** Task directions **
Quote the following lines word for word.

start

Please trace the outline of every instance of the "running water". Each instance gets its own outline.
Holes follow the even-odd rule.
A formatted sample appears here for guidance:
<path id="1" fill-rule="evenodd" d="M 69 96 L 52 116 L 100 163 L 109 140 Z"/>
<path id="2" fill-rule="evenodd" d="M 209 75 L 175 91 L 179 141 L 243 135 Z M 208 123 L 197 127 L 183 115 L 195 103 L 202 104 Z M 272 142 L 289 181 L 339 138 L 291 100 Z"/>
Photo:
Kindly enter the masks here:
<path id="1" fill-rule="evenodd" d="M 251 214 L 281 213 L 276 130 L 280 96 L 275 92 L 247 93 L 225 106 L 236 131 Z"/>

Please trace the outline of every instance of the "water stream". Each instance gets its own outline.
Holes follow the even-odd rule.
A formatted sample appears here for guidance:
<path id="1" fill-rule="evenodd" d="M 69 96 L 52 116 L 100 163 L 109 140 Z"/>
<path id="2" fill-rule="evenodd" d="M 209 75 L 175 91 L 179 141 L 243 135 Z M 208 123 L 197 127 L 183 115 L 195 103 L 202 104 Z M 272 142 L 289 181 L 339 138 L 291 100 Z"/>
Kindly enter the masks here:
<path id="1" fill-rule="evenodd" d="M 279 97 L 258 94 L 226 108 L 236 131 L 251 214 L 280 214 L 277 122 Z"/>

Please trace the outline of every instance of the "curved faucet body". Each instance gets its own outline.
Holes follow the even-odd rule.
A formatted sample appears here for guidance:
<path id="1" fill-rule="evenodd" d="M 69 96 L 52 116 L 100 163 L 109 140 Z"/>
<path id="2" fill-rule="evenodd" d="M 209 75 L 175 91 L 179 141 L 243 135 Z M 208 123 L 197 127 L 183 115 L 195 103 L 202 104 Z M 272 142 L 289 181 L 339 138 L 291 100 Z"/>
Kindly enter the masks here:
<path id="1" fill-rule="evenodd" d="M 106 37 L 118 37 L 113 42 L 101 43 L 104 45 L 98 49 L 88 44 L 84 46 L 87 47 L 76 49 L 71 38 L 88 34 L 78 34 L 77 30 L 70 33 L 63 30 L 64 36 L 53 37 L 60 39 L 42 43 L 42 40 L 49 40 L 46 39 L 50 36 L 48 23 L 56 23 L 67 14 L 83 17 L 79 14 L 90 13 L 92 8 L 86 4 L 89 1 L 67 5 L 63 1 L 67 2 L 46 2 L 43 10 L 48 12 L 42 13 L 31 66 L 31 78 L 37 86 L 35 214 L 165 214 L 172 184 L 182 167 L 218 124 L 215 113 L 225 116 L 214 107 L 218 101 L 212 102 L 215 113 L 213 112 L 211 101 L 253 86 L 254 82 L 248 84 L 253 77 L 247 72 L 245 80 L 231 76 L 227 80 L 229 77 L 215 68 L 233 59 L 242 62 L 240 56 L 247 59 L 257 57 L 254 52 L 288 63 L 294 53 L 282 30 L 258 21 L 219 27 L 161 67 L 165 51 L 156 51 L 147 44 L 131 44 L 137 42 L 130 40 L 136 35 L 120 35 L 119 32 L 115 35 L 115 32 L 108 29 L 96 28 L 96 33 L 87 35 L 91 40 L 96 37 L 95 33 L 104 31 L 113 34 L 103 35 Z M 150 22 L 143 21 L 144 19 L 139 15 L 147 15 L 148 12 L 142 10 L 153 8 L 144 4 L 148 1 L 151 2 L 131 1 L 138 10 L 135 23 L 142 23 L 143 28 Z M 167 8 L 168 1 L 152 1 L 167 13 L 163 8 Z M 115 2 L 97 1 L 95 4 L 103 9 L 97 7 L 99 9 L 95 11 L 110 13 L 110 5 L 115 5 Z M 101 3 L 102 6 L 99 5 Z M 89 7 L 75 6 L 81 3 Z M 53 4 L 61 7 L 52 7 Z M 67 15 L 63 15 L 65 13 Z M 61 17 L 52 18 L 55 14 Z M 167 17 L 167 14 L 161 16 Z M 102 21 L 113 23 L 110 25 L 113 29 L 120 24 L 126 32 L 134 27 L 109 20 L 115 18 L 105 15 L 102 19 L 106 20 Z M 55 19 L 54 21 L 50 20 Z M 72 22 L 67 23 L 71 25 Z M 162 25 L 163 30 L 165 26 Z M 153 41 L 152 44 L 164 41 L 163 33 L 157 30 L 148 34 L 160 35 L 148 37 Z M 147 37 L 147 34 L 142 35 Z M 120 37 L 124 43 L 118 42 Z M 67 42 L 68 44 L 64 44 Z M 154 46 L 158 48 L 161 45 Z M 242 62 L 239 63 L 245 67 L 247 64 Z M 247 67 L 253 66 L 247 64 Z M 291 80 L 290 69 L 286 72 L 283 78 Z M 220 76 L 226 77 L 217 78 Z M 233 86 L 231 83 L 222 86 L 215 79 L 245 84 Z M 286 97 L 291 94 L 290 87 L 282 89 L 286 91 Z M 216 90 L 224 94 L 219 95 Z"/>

end

** Complete response **
Please trace the outline of every instance of the "running water". Each instance gets its own outline.
Holes follow the even-odd rule.
A formatted sample appears here for guidance:
<path id="1" fill-rule="evenodd" d="M 69 96 L 52 116 L 100 163 L 109 140 Z"/>
<path id="2" fill-rule="evenodd" d="M 209 75 L 175 91 L 179 141 L 243 135 Z M 208 123 L 197 127 L 183 115 L 195 103 L 202 104 Z M 272 142 L 289 181 L 339 138 L 291 100 Z"/>
Photo:
Kindly enter the masks here:
<path id="1" fill-rule="evenodd" d="M 251 214 L 281 213 L 276 130 L 280 96 L 275 92 L 247 93 L 225 106 L 236 131 Z"/>

Please trace the outline of every instance of the "water stream". Each instance gets its own outline.
Holes follow the even-odd rule.
A formatted sample appears here for guidance:
<path id="1" fill-rule="evenodd" d="M 69 96 L 52 116 L 100 163 L 109 140 Z"/>
<path id="2" fill-rule="evenodd" d="M 209 75 L 175 91 L 179 141 L 243 135 Z M 208 123 L 197 127 L 183 115 L 195 103 L 202 104 Z M 272 142 L 289 181 L 339 138 L 291 100 Z"/>
Kindly enter the masks here:
<path id="1" fill-rule="evenodd" d="M 279 97 L 258 94 L 226 108 L 236 131 L 251 214 L 280 214 L 277 122 Z"/>

Please trace the outline of every instance of the "curved faucet body". Each instance gets its own outline.
Holes follow the even-odd rule.
A formatted sample appears here for guidance:
<path id="1" fill-rule="evenodd" d="M 69 96 L 52 116 L 100 163 L 109 140 Z"/>
<path id="2" fill-rule="evenodd" d="M 209 75 L 175 91 L 179 141 L 243 135 Z M 208 123 L 197 127 L 183 115 L 195 103 L 202 104 Z M 272 142 L 289 181 L 339 138 L 291 100 Z"/>
Kindly enter the masks here:
<path id="1" fill-rule="evenodd" d="M 106 37 L 118 37 L 113 42 L 101 43 L 104 45 L 98 49 L 88 44 L 84 46 L 87 47 L 76 49 L 71 38 L 88 34 L 78 34 L 77 30 L 70 33 L 63 30 L 64 36 L 53 37 L 60 39 L 42 43 L 42 40 L 49 40 L 46 39 L 50 36 L 48 23 L 56 23 L 67 14 L 83 17 L 79 14 L 90 13 L 92 8 L 86 4 L 89 1 L 67 5 L 63 1 L 67 2 L 46 2 L 43 10 L 48 12 L 42 13 L 31 66 L 31 78 L 37 86 L 35 214 L 165 214 L 172 184 L 182 167 L 218 124 L 215 113 L 225 116 L 214 107 L 218 101 L 212 102 L 215 113 L 213 112 L 211 101 L 253 86 L 254 82 L 248 84 L 253 77 L 247 72 L 245 80 L 231 76 L 227 80 L 229 77 L 215 68 L 233 59 L 242 62 L 240 56 L 247 59 L 257 57 L 254 52 L 288 63 L 294 53 L 282 30 L 258 21 L 219 27 L 161 67 L 165 51 L 156 51 L 147 44 L 131 44 L 137 42 L 130 40 L 136 35 L 120 35 L 119 32 L 115 35 L 115 32 L 108 29 L 96 28 L 96 33 L 87 35 L 91 40 L 96 37 L 95 33 L 104 31 L 113 34 L 103 35 Z M 150 22 L 143 21 L 144 19 L 139 15 L 147 15 L 148 12 L 142 10 L 153 8 L 144 4 L 148 1 L 151 2 L 131 1 L 138 10 L 135 23 L 142 23 L 143 28 Z M 167 8 L 168 1 L 152 1 L 167 13 L 163 8 Z M 115 2 L 97 1 L 95 4 L 103 9 L 97 7 L 99 9 L 95 11 L 110 13 L 110 5 L 115 5 Z M 101 3 L 102 6 L 99 5 Z M 89 7 L 75 6 L 81 3 Z M 53 4 L 61 7 L 52 7 Z M 67 15 L 63 15 L 65 13 Z M 61 17 L 52 18 L 55 14 Z M 167 17 L 167 14 L 161 16 Z M 102 21 L 113 23 L 110 25 L 113 29 L 120 24 L 126 32 L 134 27 L 109 20 L 115 18 L 105 15 L 102 19 L 106 20 Z M 55 19 L 54 21 L 50 20 Z M 72 22 L 67 23 L 71 25 Z M 162 25 L 163 30 L 165 26 Z M 153 41 L 152 44 L 164 41 L 163 33 L 157 30 L 148 34 L 160 35 L 148 37 Z M 147 37 L 147 34 L 142 35 Z M 120 37 L 124 43 L 118 42 Z M 67 42 L 68 44 L 64 44 Z M 154 46 L 158 48 L 161 45 Z M 242 62 L 239 63 L 245 67 L 247 64 Z M 247 67 L 253 66 L 247 64 Z M 291 80 L 290 69 L 286 72 L 283 78 Z M 220 76 L 226 77 L 217 78 Z M 233 86 L 231 83 L 222 86 L 215 79 L 245 84 Z M 286 97 L 291 94 L 290 87 L 282 89 L 286 91 Z M 216 90 L 224 94 L 219 95 Z"/>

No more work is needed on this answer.